▸ Extracted records
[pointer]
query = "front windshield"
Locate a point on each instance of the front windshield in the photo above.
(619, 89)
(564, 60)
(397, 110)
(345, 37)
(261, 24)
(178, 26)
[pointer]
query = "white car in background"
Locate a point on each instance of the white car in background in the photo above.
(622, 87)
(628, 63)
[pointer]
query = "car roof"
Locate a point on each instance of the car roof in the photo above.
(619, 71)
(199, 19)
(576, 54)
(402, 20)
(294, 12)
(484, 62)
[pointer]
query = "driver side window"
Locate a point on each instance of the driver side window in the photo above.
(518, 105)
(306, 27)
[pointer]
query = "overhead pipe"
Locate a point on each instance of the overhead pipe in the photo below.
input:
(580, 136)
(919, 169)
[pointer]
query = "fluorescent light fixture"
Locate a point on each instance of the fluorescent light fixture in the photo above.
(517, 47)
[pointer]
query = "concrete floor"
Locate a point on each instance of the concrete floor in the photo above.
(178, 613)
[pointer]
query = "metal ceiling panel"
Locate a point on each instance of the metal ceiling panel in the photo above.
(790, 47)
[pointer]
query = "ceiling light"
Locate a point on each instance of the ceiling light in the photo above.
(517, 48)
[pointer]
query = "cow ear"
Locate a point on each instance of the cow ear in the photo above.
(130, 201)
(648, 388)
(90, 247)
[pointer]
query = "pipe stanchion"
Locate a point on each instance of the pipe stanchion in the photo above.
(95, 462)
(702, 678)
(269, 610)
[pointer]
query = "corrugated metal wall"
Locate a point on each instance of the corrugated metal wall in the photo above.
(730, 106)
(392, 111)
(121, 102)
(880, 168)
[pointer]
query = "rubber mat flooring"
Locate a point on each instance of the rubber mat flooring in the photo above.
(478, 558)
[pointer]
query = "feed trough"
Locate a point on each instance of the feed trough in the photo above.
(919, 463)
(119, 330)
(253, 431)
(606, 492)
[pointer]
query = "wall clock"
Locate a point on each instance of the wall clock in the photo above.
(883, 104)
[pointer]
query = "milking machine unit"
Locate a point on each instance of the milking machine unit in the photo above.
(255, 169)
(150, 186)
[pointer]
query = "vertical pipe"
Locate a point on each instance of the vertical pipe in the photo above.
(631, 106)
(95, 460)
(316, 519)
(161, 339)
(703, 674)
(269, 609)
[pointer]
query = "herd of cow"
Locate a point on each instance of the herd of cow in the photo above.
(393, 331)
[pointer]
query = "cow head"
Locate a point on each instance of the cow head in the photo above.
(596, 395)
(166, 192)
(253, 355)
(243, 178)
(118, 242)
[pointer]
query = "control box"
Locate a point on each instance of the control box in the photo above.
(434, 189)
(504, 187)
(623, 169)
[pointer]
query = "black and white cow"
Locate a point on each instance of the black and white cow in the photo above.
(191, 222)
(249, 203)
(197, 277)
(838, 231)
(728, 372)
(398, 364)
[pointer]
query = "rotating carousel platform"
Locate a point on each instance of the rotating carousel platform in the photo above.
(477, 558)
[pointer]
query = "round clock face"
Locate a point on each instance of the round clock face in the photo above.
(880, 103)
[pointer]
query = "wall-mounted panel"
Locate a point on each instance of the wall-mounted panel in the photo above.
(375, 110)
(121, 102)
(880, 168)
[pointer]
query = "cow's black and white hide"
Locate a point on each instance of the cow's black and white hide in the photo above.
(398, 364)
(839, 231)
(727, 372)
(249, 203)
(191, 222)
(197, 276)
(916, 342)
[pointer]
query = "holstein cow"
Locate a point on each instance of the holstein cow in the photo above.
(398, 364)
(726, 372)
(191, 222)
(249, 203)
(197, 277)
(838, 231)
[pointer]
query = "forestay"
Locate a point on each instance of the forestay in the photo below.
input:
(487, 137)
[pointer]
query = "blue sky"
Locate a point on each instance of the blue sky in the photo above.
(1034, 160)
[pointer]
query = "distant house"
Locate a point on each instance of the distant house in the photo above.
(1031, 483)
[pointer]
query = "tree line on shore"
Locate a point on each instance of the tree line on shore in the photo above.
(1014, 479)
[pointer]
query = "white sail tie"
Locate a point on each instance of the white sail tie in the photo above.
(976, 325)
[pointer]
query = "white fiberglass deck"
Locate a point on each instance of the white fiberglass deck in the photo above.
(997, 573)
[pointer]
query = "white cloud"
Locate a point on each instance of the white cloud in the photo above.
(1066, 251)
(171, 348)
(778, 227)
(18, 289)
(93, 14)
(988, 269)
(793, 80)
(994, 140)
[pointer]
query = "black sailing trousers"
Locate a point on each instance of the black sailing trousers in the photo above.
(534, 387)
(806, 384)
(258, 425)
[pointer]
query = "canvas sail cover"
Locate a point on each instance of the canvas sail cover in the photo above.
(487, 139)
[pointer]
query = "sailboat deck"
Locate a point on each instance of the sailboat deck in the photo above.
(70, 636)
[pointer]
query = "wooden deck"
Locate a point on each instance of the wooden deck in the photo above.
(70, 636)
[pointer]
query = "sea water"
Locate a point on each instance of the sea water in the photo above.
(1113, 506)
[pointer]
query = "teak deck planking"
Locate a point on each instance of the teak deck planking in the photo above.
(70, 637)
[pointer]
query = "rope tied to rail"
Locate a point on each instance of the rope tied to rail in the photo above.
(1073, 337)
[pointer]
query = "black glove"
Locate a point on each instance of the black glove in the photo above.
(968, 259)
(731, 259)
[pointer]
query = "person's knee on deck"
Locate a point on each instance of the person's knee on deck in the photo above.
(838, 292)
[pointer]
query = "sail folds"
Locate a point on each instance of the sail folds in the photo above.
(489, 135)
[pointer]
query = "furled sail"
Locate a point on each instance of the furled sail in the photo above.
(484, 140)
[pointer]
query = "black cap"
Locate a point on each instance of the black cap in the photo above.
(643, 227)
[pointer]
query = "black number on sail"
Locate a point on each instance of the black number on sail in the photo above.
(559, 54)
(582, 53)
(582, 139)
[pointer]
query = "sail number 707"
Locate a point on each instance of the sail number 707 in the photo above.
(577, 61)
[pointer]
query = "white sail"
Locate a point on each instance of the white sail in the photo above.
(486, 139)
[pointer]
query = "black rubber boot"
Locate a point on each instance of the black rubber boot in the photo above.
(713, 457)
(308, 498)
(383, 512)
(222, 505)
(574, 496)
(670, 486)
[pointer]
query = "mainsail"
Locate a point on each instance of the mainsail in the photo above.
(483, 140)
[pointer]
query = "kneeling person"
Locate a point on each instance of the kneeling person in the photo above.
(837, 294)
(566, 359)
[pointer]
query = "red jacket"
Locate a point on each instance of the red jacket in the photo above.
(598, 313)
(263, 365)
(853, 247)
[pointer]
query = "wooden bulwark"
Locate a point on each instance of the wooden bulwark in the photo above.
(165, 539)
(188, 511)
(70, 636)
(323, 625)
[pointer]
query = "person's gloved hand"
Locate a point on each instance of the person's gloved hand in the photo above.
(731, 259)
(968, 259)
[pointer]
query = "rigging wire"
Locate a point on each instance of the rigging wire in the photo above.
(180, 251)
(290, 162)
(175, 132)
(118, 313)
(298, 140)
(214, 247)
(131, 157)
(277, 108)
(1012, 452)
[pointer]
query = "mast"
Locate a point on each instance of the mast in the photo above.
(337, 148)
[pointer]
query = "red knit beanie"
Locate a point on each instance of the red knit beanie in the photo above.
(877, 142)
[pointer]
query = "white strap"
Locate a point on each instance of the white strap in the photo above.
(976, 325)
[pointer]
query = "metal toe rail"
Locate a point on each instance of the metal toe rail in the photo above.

▸ Task brief
Return every line of the listing above that contains the string "overhead", matching case exactly.

▸ Solution to this task
query = "overhead pipe"
Locate a point on each instance of the overhead pipe in the photo below.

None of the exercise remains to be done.